O recurso foi admitido por despacho de fls. 156.
5. Nas alegações (fls. 161 e seguintes), concluiu assim o representante do
Ministério Público junto do Tribunal Constitucional:
“1º
A questão da ilegalidade de certa norma regulamentar, decorrente de o regime
nela prescrito colidir com certa norma legal, constante do decreto-lei
regulamentado, não se configura como questão de inconstitucionalidade normativa,
situada no âmbito dos poderes cognitivos do Tribunal Constitucional – sendo
deste modo indiscutível o juízo de ilegalidade formulado pelo Supremo Tribunal
Administrativo e que, só por si, dita a anulação do acto tributário impugnado.
2.º
E sendo, deste modo, inútil a dirimição da questão de constitucionalidade,
subsidiariamente invocada no acórdão recorrido, quanto à mesma norma.”
Não houve contra-alegações.
Cumpre apreciar e decidir.
II – Fundamentação
6. O objecto do presente recurso de constitucionalidade é a norma constante do
artigo único do Decreto Regulamentar n.º 9/88, de 3 de Março, na parte em que
altera o artigo 4.º do Decreto Regulamentar n.º 75/86, de 30 de Dezembro,
aditando-lhe um n.º 2, cuja aplicação foi recusada pelo tribunal recorrido, com
fundamento em violação do disposto no artigo 112.º, n.º 6 da Constituição da
Republica Portuguesa (anterior artigo 115.º, n.º 5).
É a seguinte a redacção do artigo único do Decreto Regulamentar n.º 9/88, de 3
de Março, no segmento que importa considerar:
“Artigo único. Os artigos 4º e 30 do Decreto Regulamentar n.º 75/86, de 30 de
Dezembro, passam a ter a seguinte redacção:
Artigo 4º
Actividades equiparadas a actividades agrícolas
1 – Para efeitos do presente diploma, as actividades e explorações de
silvicultura, pecuária, horto-fruticultura, floricultura, avicultura e
apicultura, ainda que a terra tenha uma função de mero suporte de instalações,
são equiparadas a actividades e explorações agrícolas.
2 – Não se consideram explorações agrícolas para os efeitos deste diploma as que
se destinem essencialmente à produção de matérias-primas para indústrias
transformadoras que constituam, em si mesmas, objectivos dessas empresas.
[…].”
7. Nas alegações que apresentou neste Tribunal, o Ministério Público, ora,
Recorrente, coloca o problema de saber se tem utilidade a resolução da questão
de constitucionalidade submetida no presente recurso, afirmando que, qualquer
que fosse a decisão do Tribunal Constitucional sobre essa questão de
constitucionalidade, “sempre subsistiria incólume o juízo de «ilegalidade» que
ditou a anulação do acto tributário impugnado”, invocando, para tanto, o Acórdão
n.º 513/2006, deste Tribunal, disponível em www.tribunalconstitucional.pt, que
julgou questão estritamente idêntica à suscitada nos presentes autos.
8. Para que o Tribunal Constitucional possa conhecer do objecto de um recurso de
constitucionalidade necessário se torna que a resolução da correspondente
questão de constitucionalidade apresente utilidade, ou seja, que de algum modo
se repercuta no sentido da decisão recorrida.

Tarefa pedida 1:
Traduza para inglês a seguinte frase do excerto sobre o recurso de constitucionalidade: "Para que o Tribunal Constitucional possa conhecer do objecto de um recurso de constitucionalidade necessário se torna que a resolução da correspondente questão de constitucionalidade apresente utilidade, ou seja, que de algum modo se repercuta no sentido da decisão recorrida."
Tarefa pedida 2:
Responda com base no excerto sobre o recurso de constitucionalidade:
(a) Em que folhas consta o despacho que admitiu o recurso?
(b) Com fundamento na violação de que disposição da Constituição foi recusada a aplicação da norma pelo tribunal recorrido?
(c) Que acórdão do Tribunal Constitucional invoca o Ministério Público nas suas alegações?
Tarefa pedida 3:
Prossiga com o excerto sobre o recurso de constitucionalidade a partir do ponto em que termina.

Material extraído:

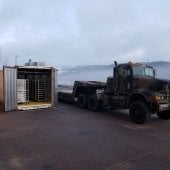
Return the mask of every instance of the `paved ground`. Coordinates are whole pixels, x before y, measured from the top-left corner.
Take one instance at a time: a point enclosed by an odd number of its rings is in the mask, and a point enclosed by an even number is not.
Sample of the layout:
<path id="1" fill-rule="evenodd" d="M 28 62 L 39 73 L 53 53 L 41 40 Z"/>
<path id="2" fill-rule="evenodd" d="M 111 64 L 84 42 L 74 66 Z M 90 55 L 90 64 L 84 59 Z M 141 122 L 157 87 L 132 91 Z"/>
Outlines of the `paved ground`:
<path id="1" fill-rule="evenodd" d="M 0 170 L 170 169 L 170 120 L 68 104 L 0 114 Z"/>

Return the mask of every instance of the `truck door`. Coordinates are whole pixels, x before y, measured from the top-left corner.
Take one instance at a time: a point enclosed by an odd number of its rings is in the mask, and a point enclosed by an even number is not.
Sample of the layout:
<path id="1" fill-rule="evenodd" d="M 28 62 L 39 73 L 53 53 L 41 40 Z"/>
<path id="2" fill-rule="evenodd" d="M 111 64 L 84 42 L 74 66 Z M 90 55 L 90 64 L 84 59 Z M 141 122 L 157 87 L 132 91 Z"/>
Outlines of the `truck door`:
<path id="1" fill-rule="evenodd" d="M 128 92 L 131 89 L 131 69 L 121 66 L 118 69 L 118 89 L 120 92 Z"/>

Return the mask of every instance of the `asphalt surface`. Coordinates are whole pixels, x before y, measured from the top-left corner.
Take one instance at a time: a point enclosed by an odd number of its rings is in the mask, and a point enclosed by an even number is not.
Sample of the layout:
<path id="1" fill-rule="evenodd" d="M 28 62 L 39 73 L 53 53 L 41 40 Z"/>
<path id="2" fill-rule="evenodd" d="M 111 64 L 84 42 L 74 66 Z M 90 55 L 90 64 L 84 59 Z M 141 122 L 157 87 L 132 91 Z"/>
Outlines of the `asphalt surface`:
<path id="1" fill-rule="evenodd" d="M 170 120 L 69 104 L 0 113 L 0 170 L 170 169 Z"/>

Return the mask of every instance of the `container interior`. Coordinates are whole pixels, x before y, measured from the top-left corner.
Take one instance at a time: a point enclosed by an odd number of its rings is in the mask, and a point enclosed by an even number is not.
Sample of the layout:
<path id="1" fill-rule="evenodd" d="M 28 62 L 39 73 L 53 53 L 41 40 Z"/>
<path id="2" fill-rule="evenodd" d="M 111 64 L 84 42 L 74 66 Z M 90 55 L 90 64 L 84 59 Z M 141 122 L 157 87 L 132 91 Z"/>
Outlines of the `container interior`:
<path id="1" fill-rule="evenodd" d="M 18 68 L 18 106 L 43 105 L 51 103 L 51 70 Z"/>

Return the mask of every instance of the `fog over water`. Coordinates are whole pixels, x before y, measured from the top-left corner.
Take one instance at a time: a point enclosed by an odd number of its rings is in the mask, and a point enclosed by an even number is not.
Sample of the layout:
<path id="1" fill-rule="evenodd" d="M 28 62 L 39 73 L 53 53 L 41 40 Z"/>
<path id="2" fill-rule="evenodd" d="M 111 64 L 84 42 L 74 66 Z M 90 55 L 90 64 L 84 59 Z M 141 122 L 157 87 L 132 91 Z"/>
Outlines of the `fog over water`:
<path id="1" fill-rule="evenodd" d="M 149 65 L 156 69 L 157 78 L 170 79 L 169 62 L 154 62 L 149 63 Z M 68 67 L 64 68 L 62 71 L 59 69 L 58 84 L 73 85 L 75 80 L 105 82 L 109 76 L 113 76 L 113 65 Z"/>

Resposta escrita 1:
For the Constitutional Court to be able to hear the subject matter of a constitutionality appeal, the resolution of the corresponding constitutionality question must be of some use, that is, it must in some way affect the outcome of the decision under appeal.

Resposta escrita 2:
(a) Fls. 156.
(b) Artigo 112.º, n.º 6 da Constituição da República Portuguesa (anterior artigo 115.º, n.º 5).
(c) O Acórdão n.º 513/2006.

Resposta escrita 3:
A exigência de tal utilidade estende-se aos recursos interpostos ao abrigo da
alínea a) do n.º 1 do artigo 70.º da Lei do Tribunal Constitucional (como é o
caso do presente recurso): é o que resulta, por exemplo, do Acórdão n.º 385/95,
de 27 de Junho (disponível em www.tribunalconstitucional.pt), no qual estava em
causa a apreciação de um recurso com esse fundamento e em que o Tribunal
Constitucional, para concluir pelo não conhecimento do objecto do recurso,
partiu da seguinte orientação:
[…] os recursos de constitucionalidade desempenham uma função instrumental,
pelo que só se justifica que deles se conheça, se a sua decisão puder
repercutir-se utilmente sobre a questão que constitui objecto do processo de que
emerge o recurso.”
No acórdão recorrido, o Supremo Tribunal Administrativo considerou que, além de
inconstitucional, é “ilegal o artigo único do decreto regulamentar n.º 9/88, de
3 de Março, no segmento em que, acrescentando um n.º 2 ao artigo 4º do decreto
regulamentar n.º 75/86, de 30 de Dezembro, o fez em contrariedade com o disposto
nos artigos 5º e 6º do decreto-lei n.º 401/86, de 2 de Dezembro.”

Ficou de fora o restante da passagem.